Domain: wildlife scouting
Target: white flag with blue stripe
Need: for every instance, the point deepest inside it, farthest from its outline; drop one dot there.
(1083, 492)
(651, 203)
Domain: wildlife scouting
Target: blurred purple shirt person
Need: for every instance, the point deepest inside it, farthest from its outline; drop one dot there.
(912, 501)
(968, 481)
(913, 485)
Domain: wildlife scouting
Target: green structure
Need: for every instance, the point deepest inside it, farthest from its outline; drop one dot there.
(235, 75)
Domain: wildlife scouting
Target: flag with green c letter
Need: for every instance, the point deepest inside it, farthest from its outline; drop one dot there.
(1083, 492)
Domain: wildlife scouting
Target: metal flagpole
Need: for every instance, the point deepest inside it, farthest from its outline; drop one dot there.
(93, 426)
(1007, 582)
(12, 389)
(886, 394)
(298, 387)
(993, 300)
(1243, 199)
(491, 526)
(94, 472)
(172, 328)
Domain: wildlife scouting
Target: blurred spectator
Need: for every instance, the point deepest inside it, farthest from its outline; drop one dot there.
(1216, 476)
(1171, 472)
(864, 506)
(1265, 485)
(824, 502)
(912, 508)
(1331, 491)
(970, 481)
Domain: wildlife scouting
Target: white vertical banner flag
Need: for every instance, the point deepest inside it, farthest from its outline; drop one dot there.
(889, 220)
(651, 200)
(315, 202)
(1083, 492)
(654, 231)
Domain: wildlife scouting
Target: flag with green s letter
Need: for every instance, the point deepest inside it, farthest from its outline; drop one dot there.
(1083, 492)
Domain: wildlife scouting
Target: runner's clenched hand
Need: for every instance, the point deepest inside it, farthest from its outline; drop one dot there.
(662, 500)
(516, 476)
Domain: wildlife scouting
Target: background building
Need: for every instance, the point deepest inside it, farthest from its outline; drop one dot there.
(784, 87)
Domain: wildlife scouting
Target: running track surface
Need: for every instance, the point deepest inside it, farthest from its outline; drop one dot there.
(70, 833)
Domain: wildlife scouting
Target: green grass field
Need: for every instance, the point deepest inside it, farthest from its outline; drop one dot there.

# # # # # # #

• _GOAL OF THE EXERCISE_: Extract the full listing above without alteration.

• _RESPONSE FOR THIS EXERCISE_:
Domain: wildlife scouting
Target: white flag with blue stripe
Need: for every instance, the point deepest inside it, farthest from its outline; drop one dot there.
(1083, 492)
(651, 203)
Domain: wildlife scouting
Target: blurred purple shirt person
Need: for every instance, the point deepest inside it, farthest from its outline; drop one dot there.
(912, 501)
(968, 481)
(913, 485)
Domain: wildlife scouting
Target: green structure
Need: for every instance, the point deepest inside it, farthest from its outline; drop one dot there.
(235, 75)
Domain: wildlife scouting
Target: flag with green c letter
Need: for every instance, the point deepest inside it, farthest from its outline; drop one dot there.
(1083, 492)
Domain: wildlife scouting
Target: metal flagpole
Need: for every instance, the point deepest inside it, farthest from its outline; drop one dot there.
(93, 426)
(1007, 582)
(12, 389)
(886, 394)
(298, 387)
(993, 300)
(1243, 199)
(491, 526)
(94, 472)
(172, 328)
Domain: wildlife scouting
Target: blurred spectator
Need: for every instance, the point deepest inside it, farthest from its outline; drop one dot there.
(1216, 476)
(1171, 472)
(864, 506)
(1265, 485)
(824, 502)
(912, 508)
(1331, 491)
(970, 481)
Domain: wildlife scouting
Target: white vertical banner flag
Need: for every instance, the point deepest inside it, farthest from its outline; drop one dot there.
(889, 220)
(651, 200)
(315, 202)
(1083, 492)
(654, 231)
Domain: wildlife scouting
Target: flag with green s letter
Need: for every instance, the point deepest inside it, farthest from its outline; drop one dot there.
(1083, 492)
Domain: wildlife scouting
Target: runner's clenched hand
Need: for every instance, the point deepest inside it, farthest from its outline; drop one dot there.
(662, 500)
(516, 476)
Domain: wildlife scouting
Target: background building
Need: for every instance, the point deepest inside it, farthest from its outline; drop one dot there.
(784, 87)
Domain: wildlife scouting
Target: running track surface
Need: for every instance, the point deepest inside it, farthest from its outline; drop one dot there.
(70, 833)
Domain: wildlife scouting
Target: green grass field
Need: for every instance, the point deepest inside it, farthest from its outline; drop one dot there.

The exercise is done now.